**TASK STATEMENT**
Could you write out every record below exactly, leaving the pictures out?

**DATA SHOWN**
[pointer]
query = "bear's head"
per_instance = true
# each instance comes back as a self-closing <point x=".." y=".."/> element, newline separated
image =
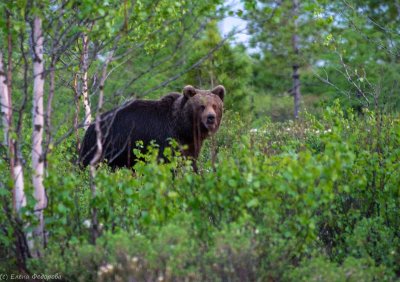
<point x="206" y="106"/>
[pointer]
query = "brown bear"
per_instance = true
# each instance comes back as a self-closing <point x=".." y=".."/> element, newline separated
<point x="187" y="118"/>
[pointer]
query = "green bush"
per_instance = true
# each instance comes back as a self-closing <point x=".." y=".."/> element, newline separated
<point x="266" y="200"/>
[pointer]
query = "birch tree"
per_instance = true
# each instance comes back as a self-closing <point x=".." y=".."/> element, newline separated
<point x="16" y="170"/>
<point x="296" y="76"/>
<point x="85" y="87"/>
<point x="37" y="136"/>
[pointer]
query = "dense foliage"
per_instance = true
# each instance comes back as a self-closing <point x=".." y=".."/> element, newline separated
<point x="314" y="199"/>
<point x="307" y="200"/>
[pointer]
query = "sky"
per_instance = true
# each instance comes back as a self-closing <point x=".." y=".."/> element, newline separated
<point x="231" y="22"/>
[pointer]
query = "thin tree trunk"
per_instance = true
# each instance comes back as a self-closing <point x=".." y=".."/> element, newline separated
<point x="77" y="110"/>
<point x="296" y="75"/>
<point x="37" y="136"/>
<point x="19" y="199"/>
<point x="49" y="108"/>
<point x="85" y="88"/>
<point x="4" y="101"/>
<point x="99" y="150"/>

**TASK SOLUTION**
[pointer]
query = "bear's head"
per_instance = true
# each instance comes back as a self-closing <point x=".." y=".."/> element, newline separated
image =
<point x="206" y="106"/>
[pointer]
query = "brown bear"
per_instance = true
# each instance comes back as a self-closing <point x=".." y=".."/> element, newline separated
<point x="187" y="118"/>
[pointer]
query = "green bush"
per_instance = true
# each instance comes back as a self-closing <point x=".." y=".."/> element, newline separated
<point x="266" y="200"/>
[pointer]
query = "birch tree"
per_instance = true
# each instance comes back as a self-closing <point x=".." y=".."/> element, newline separated
<point x="16" y="170"/>
<point x="296" y="76"/>
<point x="85" y="87"/>
<point x="37" y="136"/>
[pointer]
query = "dense foliage"
per_instance = true
# each instance comes back as a self-closing <point x=".." y=".."/> element, newline separated
<point x="314" y="199"/>
<point x="307" y="200"/>
[pointer]
query = "sky"
per_instance = true
# each instance comes back as a self-closing <point x=".." y=".."/> element, newline separated
<point x="231" y="22"/>
[pointer]
query = "thin tree trunk"
per_instance = true
# each instance comes back as a self-closing <point x=".." y=".."/> element, newline separated
<point x="77" y="110"/>
<point x="296" y="75"/>
<point x="37" y="136"/>
<point x="19" y="199"/>
<point x="49" y="108"/>
<point x="85" y="88"/>
<point x="4" y="101"/>
<point x="99" y="150"/>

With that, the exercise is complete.